--- start Source extract ---

# SHUR KETCH II on the Reef



## NoCatch (Apr 27, 2008)

Capt. Ed wanted to get SHUR KETCH II wet, so Archie, Skip and I met him at Sherman and set off at sunrise.


















Old guys in front, Skip and I in back, as always!










The report was for 1-2 seas, SE 5-10, and sun peeping through with a noon temp of 68. Beautiful going out.



















We hit a reef in about 100' of water and a constant bite was on. Of course Red Snapper were consistent, but we finally got into some good Triggers about 16", but most were in the 13-13 1/2" range. Skip again was jigging away, this time with wire after losing so many jigs before. AJs were coming in, but none made the mark. Bunch of gags, but again, all short!

--- end Source extract ---
--- start Given information ---

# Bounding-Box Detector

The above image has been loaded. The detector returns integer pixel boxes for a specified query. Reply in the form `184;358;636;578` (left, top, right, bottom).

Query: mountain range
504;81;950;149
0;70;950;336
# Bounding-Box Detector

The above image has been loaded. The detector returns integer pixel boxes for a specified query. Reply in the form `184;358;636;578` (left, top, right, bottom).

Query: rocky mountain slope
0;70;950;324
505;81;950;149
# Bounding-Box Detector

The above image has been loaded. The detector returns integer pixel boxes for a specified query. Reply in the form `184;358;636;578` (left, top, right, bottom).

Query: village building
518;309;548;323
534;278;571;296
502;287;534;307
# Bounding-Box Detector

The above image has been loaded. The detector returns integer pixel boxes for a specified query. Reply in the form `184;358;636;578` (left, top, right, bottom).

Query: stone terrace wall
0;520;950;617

--- end Given information ---

Short problem 1:
Answer these from the reef fishing report:
(a) Where did the group meet Capt. Ed?
(b) What noon temperature did the report give?
(c) What did Skip use for jigging on this trip?
Short problem 2:
Extend the SHUR KETCH II reef fishing report, starting after its final sentence.
The items play no part in what follows.

Response 1:
(a) Sherman
(b) 68
(c) Wire

Response 2:
Kept about 55-60 Pink Snapper and Porgies, so with the Triggers, we had a nice box. About noon seas picked up to 2s. Couldn't find one Mingo!

Another great day on the water! Took our fish and headed home.



















Cheers :letsdrink


----------



## cobe killer (Apr 13, 2008)

nice box of fish!:clap a lotta cleaning too. looked like a beautiful ride out.


----------



## jim t (Sep 30, 2007)

Way to go lads...

Jim


----------



## Runned Over (Sep 6, 2008)

Good to see you guy's back fishin the home waters!!!!! Looks like there is no place like home!!!

Glad to see the Trigger bite is warming back up here in Pensacola Canada!!! :banghead


----------



## slipsinker (Apr 28, 2009)

Nice box of fish...Old guys rule....


----------



## Sea That (Dec 12, 2009)

Nice triggs. way to go but. I hate cleaning those guys


----------



## hosscat (Jan 21, 2010)

Looks like you all had a great time. I love to see pictures of the sea that calm, amazing!


----------



## ShurKetch (Oct 2, 2007)

I guess Trigger and Sheephead are two that don't clean easily, but an electric knife makes it quick and simple, but enough of them can dull you knife blade. Anyone know how to sharpen a serrated blade (electric knife)?

Keep the faith!


----------



## asago (Nov 11, 2008)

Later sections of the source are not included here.